>>>

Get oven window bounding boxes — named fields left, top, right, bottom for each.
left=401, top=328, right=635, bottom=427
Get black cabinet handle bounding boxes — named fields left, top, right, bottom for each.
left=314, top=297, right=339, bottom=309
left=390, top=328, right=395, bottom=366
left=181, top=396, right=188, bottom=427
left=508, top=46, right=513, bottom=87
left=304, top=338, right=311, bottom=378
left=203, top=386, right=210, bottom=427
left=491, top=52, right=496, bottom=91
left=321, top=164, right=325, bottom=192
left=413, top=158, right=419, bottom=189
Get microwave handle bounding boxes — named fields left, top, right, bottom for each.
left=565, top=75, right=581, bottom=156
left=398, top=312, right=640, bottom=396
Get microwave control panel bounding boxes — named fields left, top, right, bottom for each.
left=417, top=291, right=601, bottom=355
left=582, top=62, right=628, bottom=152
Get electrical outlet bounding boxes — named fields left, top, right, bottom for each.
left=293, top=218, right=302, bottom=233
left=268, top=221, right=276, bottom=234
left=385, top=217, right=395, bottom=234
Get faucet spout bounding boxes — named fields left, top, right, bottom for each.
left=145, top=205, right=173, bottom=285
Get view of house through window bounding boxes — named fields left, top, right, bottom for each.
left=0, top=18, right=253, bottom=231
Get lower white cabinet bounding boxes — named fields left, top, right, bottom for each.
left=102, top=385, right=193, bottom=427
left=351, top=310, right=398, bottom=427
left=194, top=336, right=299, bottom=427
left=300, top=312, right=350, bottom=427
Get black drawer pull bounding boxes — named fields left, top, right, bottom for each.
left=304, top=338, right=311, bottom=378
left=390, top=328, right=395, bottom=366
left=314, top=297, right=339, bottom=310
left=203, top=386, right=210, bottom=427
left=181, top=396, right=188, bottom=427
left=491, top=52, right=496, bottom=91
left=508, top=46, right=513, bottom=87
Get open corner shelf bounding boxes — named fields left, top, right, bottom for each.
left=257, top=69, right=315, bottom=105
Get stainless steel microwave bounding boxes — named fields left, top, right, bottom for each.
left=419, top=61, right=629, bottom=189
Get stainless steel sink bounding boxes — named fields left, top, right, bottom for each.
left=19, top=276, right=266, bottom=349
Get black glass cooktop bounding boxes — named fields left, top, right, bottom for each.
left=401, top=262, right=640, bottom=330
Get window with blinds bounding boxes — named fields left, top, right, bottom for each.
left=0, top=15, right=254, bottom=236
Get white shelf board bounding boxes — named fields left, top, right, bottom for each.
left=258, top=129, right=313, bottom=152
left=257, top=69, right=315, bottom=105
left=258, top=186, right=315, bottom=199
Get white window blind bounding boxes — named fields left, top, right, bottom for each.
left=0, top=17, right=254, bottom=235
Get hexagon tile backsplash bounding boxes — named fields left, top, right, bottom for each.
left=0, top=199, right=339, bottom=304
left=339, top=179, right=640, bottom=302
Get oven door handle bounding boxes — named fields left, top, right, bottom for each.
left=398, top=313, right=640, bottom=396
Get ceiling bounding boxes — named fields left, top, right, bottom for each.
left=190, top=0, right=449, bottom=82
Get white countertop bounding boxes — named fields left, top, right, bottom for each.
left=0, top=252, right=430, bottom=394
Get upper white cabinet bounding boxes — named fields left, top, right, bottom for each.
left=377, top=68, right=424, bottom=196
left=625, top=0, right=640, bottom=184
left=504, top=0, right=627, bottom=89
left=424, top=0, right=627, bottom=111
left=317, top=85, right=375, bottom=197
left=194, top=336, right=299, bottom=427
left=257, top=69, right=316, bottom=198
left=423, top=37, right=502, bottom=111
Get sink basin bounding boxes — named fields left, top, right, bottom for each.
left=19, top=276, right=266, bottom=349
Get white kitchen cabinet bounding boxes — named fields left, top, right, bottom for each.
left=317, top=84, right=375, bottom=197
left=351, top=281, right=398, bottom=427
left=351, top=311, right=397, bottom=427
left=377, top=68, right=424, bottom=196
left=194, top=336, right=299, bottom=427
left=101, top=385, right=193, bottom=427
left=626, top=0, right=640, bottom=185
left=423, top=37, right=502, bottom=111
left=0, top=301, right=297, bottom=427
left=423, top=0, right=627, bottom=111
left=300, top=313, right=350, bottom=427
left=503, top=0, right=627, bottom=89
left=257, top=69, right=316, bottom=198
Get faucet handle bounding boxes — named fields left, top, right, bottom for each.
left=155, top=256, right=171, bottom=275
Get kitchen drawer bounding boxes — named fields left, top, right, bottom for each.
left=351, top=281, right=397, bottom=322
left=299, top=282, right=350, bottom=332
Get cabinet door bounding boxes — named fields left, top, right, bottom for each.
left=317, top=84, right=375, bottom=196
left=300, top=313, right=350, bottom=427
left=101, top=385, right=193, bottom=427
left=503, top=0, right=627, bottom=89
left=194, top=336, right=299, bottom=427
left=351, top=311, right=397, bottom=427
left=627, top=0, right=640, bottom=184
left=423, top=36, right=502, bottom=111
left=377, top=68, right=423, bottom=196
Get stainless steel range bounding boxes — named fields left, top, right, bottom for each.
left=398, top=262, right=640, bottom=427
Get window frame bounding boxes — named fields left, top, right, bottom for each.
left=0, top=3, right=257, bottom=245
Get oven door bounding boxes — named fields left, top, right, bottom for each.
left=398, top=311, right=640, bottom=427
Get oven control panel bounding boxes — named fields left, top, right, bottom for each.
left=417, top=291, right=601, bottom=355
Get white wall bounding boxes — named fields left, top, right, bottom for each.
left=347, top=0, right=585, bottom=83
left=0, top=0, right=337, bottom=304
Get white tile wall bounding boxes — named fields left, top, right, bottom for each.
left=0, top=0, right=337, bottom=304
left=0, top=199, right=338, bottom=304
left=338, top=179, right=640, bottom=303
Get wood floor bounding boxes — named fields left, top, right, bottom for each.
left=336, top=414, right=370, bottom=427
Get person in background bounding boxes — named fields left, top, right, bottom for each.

<<<

## WHAT THE EXERCISE ASKS
Output the entries exactly.

## RESPONSE AREA
Get oven window bounding boxes — named fields left, top, right, bottom for each.
left=401, top=328, right=635, bottom=427
Get black cabinet handle bounding boxes — named fields left, top, right, bottom for each.
left=314, top=297, right=339, bottom=309
left=390, top=328, right=395, bottom=366
left=181, top=396, right=188, bottom=427
left=508, top=46, right=513, bottom=87
left=304, top=338, right=311, bottom=378
left=203, top=386, right=210, bottom=427
left=491, top=52, right=496, bottom=91
left=321, top=164, right=325, bottom=192
left=413, top=158, right=419, bottom=189
Get microwave handle bounding boxes — named fields left, top, right, bottom for each.
left=565, top=75, right=581, bottom=156
left=398, top=312, right=640, bottom=396
Get microwave control panel bounding boxes — named fields left, top, right, bottom for each.
left=417, top=291, right=601, bottom=355
left=582, top=62, right=628, bottom=152
Get electrical outlet bounding boxes — named fields left, top, right, bottom for each.
left=293, top=218, right=302, bottom=233
left=268, top=221, right=276, bottom=234
left=385, top=217, right=395, bottom=234
Get faucet spout bounding boxes — named fields left, top, right, bottom for each.
left=145, top=205, right=173, bottom=285
Get view of house through window bounding boxes — named fields left, top, right, bottom for each.
left=0, top=18, right=253, bottom=231
Get lower white cabinet bounding boxes — named fields left, top, right, bottom for each.
left=102, top=385, right=193, bottom=427
left=351, top=310, right=398, bottom=427
left=194, top=336, right=299, bottom=427
left=300, top=312, right=350, bottom=427
Get black drawer pull bounding boxes — named fields left, top, right, bottom for each.
left=304, top=338, right=311, bottom=378
left=390, top=328, right=395, bottom=366
left=314, top=297, right=339, bottom=310
left=203, top=386, right=210, bottom=427
left=181, top=396, right=188, bottom=427
left=491, top=52, right=496, bottom=91
left=508, top=46, right=513, bottom=87
Get open corner shelf bounding boxes — named fields left, top, right, bottom for each.
left=257, top=69, right=315, bottom=105
Get stainless steel microwave bounding boxes — named fields left, top, right, bottom for each.
left=419, top=61, right=629, bottom=189
Get stainless steel sink bounding boxes — named fields left, top, right, bottom for each.
left=19, top=276, right=266, bottom=349
Get black glass cooktop bounding boxes — named fields left, top, right, bottom for each.
left=401, top=262, right=640, bottom=330
Get window with blinds bounding boxes — named fields left, top, right, bottom for each.
left=0, top=15, right=254, bottom=236
Get white shelf board bounding boxes — named fields left, top, right, bottom for each.
left=258, top=129, right=313, bottom=152
left=257, top=69, right=315, bottom=105
left=258, top=186, right=315, bottom=199
Get white window blind bounding boxes — named fields left, top, right, bottom for each.
left=0, top=17, right=254, bottom=235
Get hexagon tile backsplash bounding boxes — named fields left, top, right, bottom for each.
left=0, top=199, right=339, bottom=304
left=339, top=179, right=640, bottom=302
Get oven door handle bounding boxes — named fields left, top, right, bottom for each.
left=398, top=313, right=640, bottom=396
Get ceiling bounding boxes — named fields left, top, right, bottom for each.
left=190, top=0, right=449, bottom=82
Get white countertop bounding boxes — named fields left, top, right, bottom for each.
left=0, top=252, right=430, bottom=394
Get upper white cabinet bounding boxes — named fields left, top, right, bottom for each.
left=377, top=68, right=424, bottom=196
left=625, top=0, right=640, bottom=184
left=504, top=0, right=627, bottom=89
left=424, top=0, right=627, bottom=111
left=317, top=85, right=375, bottom=197
left=194, top=336, right=299, bottom=427
left=257, top=69, right=316, bottom=198
left=423, top=37, right=502, bottom=111
Get sink basin bounding boxes — named fields left, top, right, bottom for each.
left=19, top=276, right=266, bottom=349
Get white kitchen cabinet bounding boxes — named fields left, top, right, bottom for each.
left=317, top=84, right=375, bottom=197
left=351, top=281, right=398, bottom=427
left=351, top=311, right=397, bottom=427
left=377, top=68, right=424, bottom=196
left=194, top=336, right=299, bottom=427
left=101, top=385, right=193, bottom=427
left=626, top=0, right=640, bottom=185
left=423, top=37, right=502, bottom=111
left=0, top=301, right=297, bottom=427
left=423, top=0, right=627, bottom=111
left=300, top=313, right=350, bottom=427
left=503, top=0, right=627, bottom=89
left=257, top=69, right=316, bottom=198
Get faucet handle bounding boxes — named fields left, top, right, bottom for each.
left=155, top=256, right=171, bottom=275
Get kitchen drawer bounding boxes — named fields left, top, right, bottom for each.
left=351, top=281, right=397, bottom=322
left=299, top=282, right=350, bottom=332
Get cabinet door bounding boxes — named fields left, top, right, bottom for each.
left=317, top=84, right=375, bottom=196
left=300, top=313, right=350, bottom=427
left=101, top=385, right=193, bottom=427
left=503, top=0, right=627, bottom=89
left=194, top=336, right=299, bottom=427
left=351, top=311, right=397, bottom=427
left=627, top=0, right=640, bottom=184
left=423, top=36, right=502, bottom=111
left=377, top=68, right=423, bottom=196
Get stainless steel range bounding boxes — named fields left, top, right, bottom for each.
left=398, top=262, right=640, bottom=427
Get window frame bounding boxes — named fields left, top, right, bottom for each.
left=0, top=3, right=257, bottom=245
Get oven door bounding boxes — named fields left, top, right, bottom for each.
left=398, top=311, right=640, bottom=427
Get oven control panel bounding boxes — named fields left, top, right, bottom for each.
left=417, top=291, right=601, bottom=355
Get white wall bounding boxes — named fields left, top, right, bottom for each.
left=347, top=0, right=585, bottom=83
left=0, top=0, right=337, bottom=304
Get white tile wall bounding boxes — named fields left, top, right, bottom for each.
left=0, top=0, right=337, bottom=304
left=0, top=199, right=338, bottom=304
left=338, top=179, right=640, bottom=303
Get wood floor bounding boxes — named fields left, top, right, bottom for each.
left=336, top=414, right=370, bottom=427
Get person in background bounding boxes — named fields left, top, right, bottom for each.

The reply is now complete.